* **Request**: Pick out every line in the entries below that contains the string "leaf", and copy each of those lines.

>> begin Supplied entries

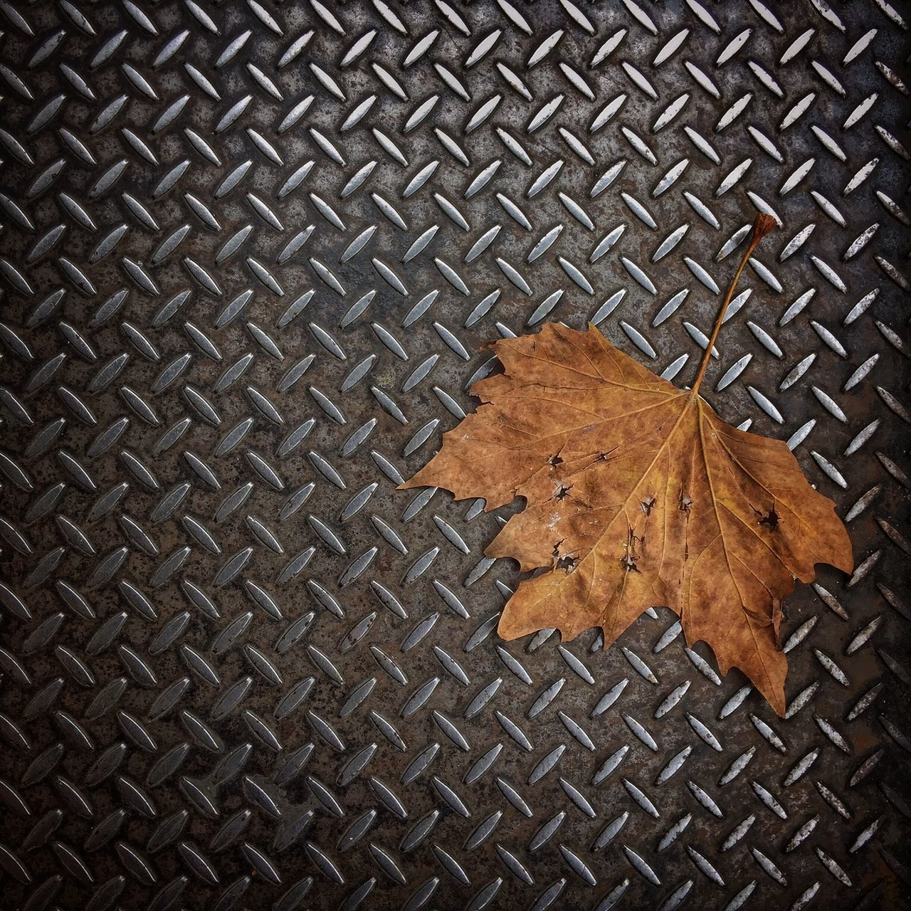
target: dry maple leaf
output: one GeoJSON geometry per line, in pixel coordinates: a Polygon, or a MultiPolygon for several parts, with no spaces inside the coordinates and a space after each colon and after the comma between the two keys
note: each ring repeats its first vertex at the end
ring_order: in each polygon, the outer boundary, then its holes
{"type": "Polygon", "coordinates": [[[402,486],[483,496],[488,510],[525,497],[485,552],[549,570],[518,586],[504,639],[599,626],[607,647],[666,605],[691,646],[707,642],[722,673],[740,668],[783,714],[782,599],[816,563],[850,571],[851,545],[784,443],[734,429],[698,395],[741,271],[773,226],[756,220],[691,390],[592,325],[549,323],[492,345],[505,372],[472,387],[485,404],[402,486]]]}

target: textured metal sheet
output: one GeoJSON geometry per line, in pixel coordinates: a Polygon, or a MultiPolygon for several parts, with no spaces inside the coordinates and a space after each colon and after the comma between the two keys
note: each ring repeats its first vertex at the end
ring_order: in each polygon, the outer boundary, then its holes
{"type": "Polygon", "coordinates": [[[906,899],[903,11],[0,12],[5,907],[906,899]],[[502,517],[395,490],[501,334],[686,384],[756,210],[708,394],[857,558],[786,719],[665,610],[499,641],[502,517]]]}

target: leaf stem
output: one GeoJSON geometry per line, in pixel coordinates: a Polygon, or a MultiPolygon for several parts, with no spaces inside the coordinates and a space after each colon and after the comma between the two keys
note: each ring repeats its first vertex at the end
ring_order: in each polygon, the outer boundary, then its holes
{"type": "Polygon", "coordinates": [[[699,387],[702,384],[702,378],[705,376],[705,372],[709,367],[709,362],[711,360],[711,351],[715,347],[715,341],[718,338],[718,333],[721,331],[722,323],[724,322],[724,314],[728,312],[728,306],[731,303],[731,299],[734,296],[734,292],[737,289],[737,282],[740,281],[741,274],[746,266],[747,260],[752,256],[753,251],[759,246],[759,242],[768,234],[778,222],[771,215],[757,215],[756,220],[752,223],[752,232],[750,234],[750,243],[747,245],[746,251],[743,256],[741,258],[740,265],[737,267],[737,271],[734,272],[734,277],[731,280],[731,284],[728,287],[728,292],[724,295],[724,301],[722,302],[722,306],[719,308],[718,315],[715,317],[715,324],[711,329],[711,336],[709,339],[709,343],[705,346],[705,351],[702,353],[702,360],[699,364],[699,373],[696,374],[696,380],[692,384],[692,388],[690,390],[690,401],[692,402],[699,394],[699,387]]]}

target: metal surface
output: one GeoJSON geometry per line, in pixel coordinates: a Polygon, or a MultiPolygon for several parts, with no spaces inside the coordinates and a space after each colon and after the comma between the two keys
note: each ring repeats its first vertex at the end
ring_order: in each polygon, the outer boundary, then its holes
{"type": "Polygon", "coordinates": [[[0,11],[4,907],[902,906],[902,11],[0,11]],[[757,209],[705,389],[857,559],[786,719],[666,610],[500,641],[502,518],[395,490],[499,334],[690,382],[757,209]]]}

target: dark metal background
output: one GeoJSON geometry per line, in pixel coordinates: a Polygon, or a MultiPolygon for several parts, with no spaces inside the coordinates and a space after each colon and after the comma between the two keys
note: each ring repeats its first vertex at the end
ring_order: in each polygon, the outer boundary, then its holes
{"type": "Polygon", "coordinates": [[[0,12],[3,907],[903,904],[906,12],[0,12]],[[501,642],[502,518],[395,490],[498,335],[689,382],[757,209],[707,394],[857,559],[786,719],[668,611],[501,642]]]}

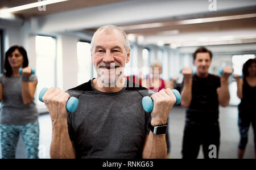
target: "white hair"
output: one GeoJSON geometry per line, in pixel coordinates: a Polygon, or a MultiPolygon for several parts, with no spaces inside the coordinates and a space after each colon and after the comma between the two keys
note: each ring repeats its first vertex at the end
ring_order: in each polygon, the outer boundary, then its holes
{"type": "Polygon", "coordinates": [[[95,36],[97,34],[97,33],[98,33],[98,32],[101,31],[109,32],[113,31],[114,29],[117,30],[123,36],[123,46],[125,46],[125,50],[126,51],[126,53],[128,53],[129,50],[131,49],[131,47],[130,46],[129,41],[128,40],[128,38],[127,37],[126,33],[120,28],[119,28],[117,26],[113,26],[113,25],[108,25],[108,26],[102,26],[102,27],[100,27],[100,28],[98,28],[96,31],[96,32],[94,32],[94,33],[93,34],[93,36],[92,39],[92,41],[90,42],[90,52],[92,53],[93,45],[94,45],[94,43],[95,36]]]}

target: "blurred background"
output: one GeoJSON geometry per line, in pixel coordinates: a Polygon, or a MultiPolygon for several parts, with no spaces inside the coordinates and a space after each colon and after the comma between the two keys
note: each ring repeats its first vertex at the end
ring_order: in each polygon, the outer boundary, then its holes
{"type": "MultiPolygon", "coordinates": [[[[209,73],[232,66],[240,74],[243,63],[256,55],[256,1],[254,0],[1,0],[0,1],[1,71],[9,47],[23,46],[30,67],[38,77],[38,99],[45,87],[63,90],[76,87],[96,76],[90,53],[93,33],[101,26],[114,24],[127,34],[131,60],[126,75],[144,75],[150,63],[162,64],[164,79],[178,77],[183,67],[193,68],[192,53],[200,46],[212,50],[209,73]],[[42,5],[40,3],[46,3],[42,5]]],[[[195,68],[194,68],[195,69],[195,68]]],[[[220,158],[236,158],[239,142],[236,83],[229,80],[230,106],[220,108],[221,142],[220,158]]],[[[41,158],[48,158],[51,122],[44,104],[36,100],[42,114],[41,158]]],[[[174,108],[170,115],[171,158],[181,158],[185,109],[174,108]]],[[[254,158],[251,129],[246,158],[254,158]]],[[[17,158],[26,157],[22,142],[17,158]]],[[[201,153],[199,158],[202,158],[201,153]]]]}

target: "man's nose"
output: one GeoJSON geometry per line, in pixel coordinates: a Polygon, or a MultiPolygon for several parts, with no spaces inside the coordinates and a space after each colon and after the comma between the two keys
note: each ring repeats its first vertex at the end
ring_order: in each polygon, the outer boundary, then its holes
{"type": "Polygon", "coordinates": [[[202,62],[201,62],[202,65],[205,65],[206,63],[207,63],[207,62],[206,62],[205,61],[202,61],[202,62]]]}
{"type": "Polygon", "coordinates": [[[110,63],[114,61],[114,58],[111,54],[110,52],[107,52],[103,58],[103,61],[106,63],[110,63]]]}

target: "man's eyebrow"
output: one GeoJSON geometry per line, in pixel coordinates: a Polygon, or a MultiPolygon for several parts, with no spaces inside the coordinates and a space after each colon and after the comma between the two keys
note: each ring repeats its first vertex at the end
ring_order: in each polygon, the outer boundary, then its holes
{"type": "Polygon", "coordinates": [[[116,45],[116,46],[114,46],[112,49],[115,49],[115,48],[118,48],[118,49],[122,49],[122,48],[121,46],[118,46],[118,45],[116,45]]]}
{"type": "Polygon", "coordinates": [[[100,46],[100,45],[97,45],[97,46],[95,47],[95,49],[97,49],[97,48],[102,48],[102,49],[104,49],[104,48],[103,48],[103,46],[100,46]]]}

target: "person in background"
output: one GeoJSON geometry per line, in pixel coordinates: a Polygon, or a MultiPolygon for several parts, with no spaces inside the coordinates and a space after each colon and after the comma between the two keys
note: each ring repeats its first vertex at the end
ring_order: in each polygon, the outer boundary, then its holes
{"type": "Polygon", "coordinates": [[[245,154],[248,141],[248,130],[251,123],[254,133],[255,155],[256,158],[256,59],[249,59],[243,64],[243,77],[234,74],[237,82],[237,96],[241,99],[238,105],[238,128],[240,142],[238,149],[238,158],[245,154]]]}
{"type": "MultiPolygon", "coordinates": [[[[156,61],[153,62],[150,66],[152,69],[152,76],[148,75],[146,80],[146,83],[143,83],[146,84],[146,87],[151,90],[155,92],[159,92],[163,88],[174,88],[174,84],[177,80],[176,77],[172,78],[171,81],[168,80],[163,80],[159,75],[162,73],[162,67],[161,63],[156,61]]],[[[168,121],[167,121],[168,122],[168,121]]],[[[170,158],[170,148],[171,144],[169,139],[168,129],[166,132],[166,144],[167,146],[167,158],[170,158]]]]}
{"type": "Polygon", "coordinates": [[[15,158],[20,134],[27,158],[38,158],[39,114],[34,101],[38,79],[28,65],[22,46],[11,46],[5,53],[6,72],[0,75],[0,138],[4,159],[15,158]],[[23,68],[21,75],[19,68],[23,68]]]}
{"type": "Polygon", "coordinates": [[[182,155],[183,158],[197,158],[203,145],[204,158],[217,158],[220,144],[218,107],[219,104],[226,107],[229,104],[228,79],[233,70],[230,66],[224,67],[220,78],[209,74],[212,53],[203,46],[195,52],[193,57],[196,74],[193,75],[190,68],[183,68],[181,73],[181,103],[188,108],[182,155]],[[210,148],[214,152],[209,152],[210,148]]]}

>> end Supplied entries

* **Response to the task**:
target: dry maple leaf
target: leaf stem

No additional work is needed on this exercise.